What you should do:
Could you carry on the passage below about losing one's identity as a homemaker, picking up right after its last sentence?

Given text:
Even with making nearly two roundtrips into this dark place of solitude, I still could not see the light at the end of the tunnel. I had tunnel-vision of depression and was running on empty and my engine was beginning to corrode. How could this happen to me? I was always about preventative maintenance of one’s physical, emotional and spiritual self. How did I get this far to feel like I was now a pile of rusted metal sitting in a junkyard of my own decisions? It wasn’t until after reading my own owner’s manual, that I realized it was time for a tune-up of my self-esteem and to map out a new plan of direction for my life. Why was being a homemaker so hard?!?
Don’t get me wrong, I love being a parent three times over, but I had lost my way, my sense of identity, my goals, my bucket list, my self-esteem — my roadmap to peace.

Data section:
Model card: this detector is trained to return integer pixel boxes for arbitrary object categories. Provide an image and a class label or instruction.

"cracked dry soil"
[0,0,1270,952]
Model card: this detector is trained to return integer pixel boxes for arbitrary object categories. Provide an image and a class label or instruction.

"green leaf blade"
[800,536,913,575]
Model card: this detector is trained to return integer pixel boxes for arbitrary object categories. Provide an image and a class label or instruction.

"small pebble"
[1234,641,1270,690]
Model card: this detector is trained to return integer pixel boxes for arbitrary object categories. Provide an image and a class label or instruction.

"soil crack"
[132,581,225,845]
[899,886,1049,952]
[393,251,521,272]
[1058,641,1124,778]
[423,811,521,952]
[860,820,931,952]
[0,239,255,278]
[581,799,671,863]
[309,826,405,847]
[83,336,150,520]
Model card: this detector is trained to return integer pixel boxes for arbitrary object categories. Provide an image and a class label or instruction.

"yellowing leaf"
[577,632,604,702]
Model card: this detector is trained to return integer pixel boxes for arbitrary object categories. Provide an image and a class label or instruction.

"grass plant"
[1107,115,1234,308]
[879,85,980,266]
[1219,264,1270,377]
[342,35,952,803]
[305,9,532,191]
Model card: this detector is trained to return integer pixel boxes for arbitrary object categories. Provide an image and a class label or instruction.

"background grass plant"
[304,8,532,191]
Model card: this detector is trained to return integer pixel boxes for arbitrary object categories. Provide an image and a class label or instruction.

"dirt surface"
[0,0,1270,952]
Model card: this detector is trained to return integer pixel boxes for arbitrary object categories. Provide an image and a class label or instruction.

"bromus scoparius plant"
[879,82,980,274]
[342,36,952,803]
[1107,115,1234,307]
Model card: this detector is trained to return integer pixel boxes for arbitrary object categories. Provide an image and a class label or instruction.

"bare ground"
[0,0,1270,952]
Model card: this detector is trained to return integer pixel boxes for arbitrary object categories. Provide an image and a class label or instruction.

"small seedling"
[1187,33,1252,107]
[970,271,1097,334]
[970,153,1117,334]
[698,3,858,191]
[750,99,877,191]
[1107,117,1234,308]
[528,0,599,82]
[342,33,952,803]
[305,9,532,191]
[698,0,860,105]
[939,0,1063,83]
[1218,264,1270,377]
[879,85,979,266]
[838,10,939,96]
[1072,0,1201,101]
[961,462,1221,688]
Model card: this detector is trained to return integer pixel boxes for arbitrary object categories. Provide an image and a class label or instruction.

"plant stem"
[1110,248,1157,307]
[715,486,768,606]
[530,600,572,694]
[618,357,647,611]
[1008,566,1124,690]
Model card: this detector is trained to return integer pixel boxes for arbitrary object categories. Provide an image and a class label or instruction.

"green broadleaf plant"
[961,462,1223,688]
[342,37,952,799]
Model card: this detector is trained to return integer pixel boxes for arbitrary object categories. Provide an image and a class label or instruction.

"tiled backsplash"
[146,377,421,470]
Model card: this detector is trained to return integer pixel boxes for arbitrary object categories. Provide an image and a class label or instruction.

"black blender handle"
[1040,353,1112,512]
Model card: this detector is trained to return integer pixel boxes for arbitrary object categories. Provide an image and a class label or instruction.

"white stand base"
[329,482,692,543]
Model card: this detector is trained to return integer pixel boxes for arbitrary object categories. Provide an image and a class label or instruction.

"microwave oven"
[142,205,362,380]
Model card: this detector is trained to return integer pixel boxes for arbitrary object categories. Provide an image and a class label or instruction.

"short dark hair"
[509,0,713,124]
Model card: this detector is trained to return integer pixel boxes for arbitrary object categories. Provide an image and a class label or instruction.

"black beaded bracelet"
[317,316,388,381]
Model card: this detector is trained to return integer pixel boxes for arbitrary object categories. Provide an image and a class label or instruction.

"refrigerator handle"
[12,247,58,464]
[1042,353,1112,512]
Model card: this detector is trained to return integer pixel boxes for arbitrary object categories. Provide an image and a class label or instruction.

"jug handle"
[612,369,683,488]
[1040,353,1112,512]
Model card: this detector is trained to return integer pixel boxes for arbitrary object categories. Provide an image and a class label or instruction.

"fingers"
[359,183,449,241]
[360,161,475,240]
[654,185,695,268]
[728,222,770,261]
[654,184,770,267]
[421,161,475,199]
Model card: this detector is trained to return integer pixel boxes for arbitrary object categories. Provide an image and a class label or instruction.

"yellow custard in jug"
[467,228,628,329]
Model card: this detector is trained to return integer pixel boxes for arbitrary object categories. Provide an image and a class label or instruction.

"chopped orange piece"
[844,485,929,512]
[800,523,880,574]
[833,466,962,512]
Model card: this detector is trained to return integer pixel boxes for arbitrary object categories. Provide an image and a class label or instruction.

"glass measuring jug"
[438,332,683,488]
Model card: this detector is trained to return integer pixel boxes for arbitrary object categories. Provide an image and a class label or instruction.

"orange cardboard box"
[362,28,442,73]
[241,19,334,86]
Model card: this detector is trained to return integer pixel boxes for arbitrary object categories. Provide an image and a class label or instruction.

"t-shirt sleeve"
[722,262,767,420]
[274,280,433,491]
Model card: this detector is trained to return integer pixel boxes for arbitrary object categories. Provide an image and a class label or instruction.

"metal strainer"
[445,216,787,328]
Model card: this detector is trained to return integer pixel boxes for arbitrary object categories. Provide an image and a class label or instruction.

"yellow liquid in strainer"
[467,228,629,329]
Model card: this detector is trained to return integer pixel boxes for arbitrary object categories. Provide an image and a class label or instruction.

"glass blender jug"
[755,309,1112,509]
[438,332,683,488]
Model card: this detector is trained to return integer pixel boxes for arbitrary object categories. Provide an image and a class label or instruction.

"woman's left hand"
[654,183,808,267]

Answer to this exercise:
A Roadmap to Being a Stay-at-Homemaker
Do you need a roadmap to exit the career ramp and enter the driveway of your home and life? You are about to meet many mothers who have taken this path of motherhood and homemaking. Just like you, many are lost in the tunnel. You need to update your LIFE GPS with the latest technology. Are you ready to UPGRADE your thought processing to a custom – made model? One that will showcase your unique life!
Are You Lost on one of these Homemaker Three Highways of Life?
To which of these three paths do you find yourself?
(1) Are you aware of your lost vision of life? Do you want to change course but are unable to merge your life situation into the right lane?
Mom, do you fall into the first category? Are aware of your lost vision of life? Do you want to change course but are unable to merge your life situation into the right lane? Are driving in a construction zone with “Men At Work” signs posted and get pulled over for unsafe driving? You know these obstacles. These obstacles include:
- Lack of physical energy
- Lack of childcare
- Lack of transportation
- Lack of spousal support to return to work
- Weak or non-existent support system
- Unavailable resources to assist life ( e.g. living in a rural area, no family living nearby)
- Limited finances to restart the process of returning to work ( buy a new wardrobe; professional fees; lack of flexibility in work hours/location; interview process, child(ren)’s school schedule; spouse’s work schedule, etc.)
(2) You are aware of their lost vision and you do not mind if you are parked on the shoulder of the road.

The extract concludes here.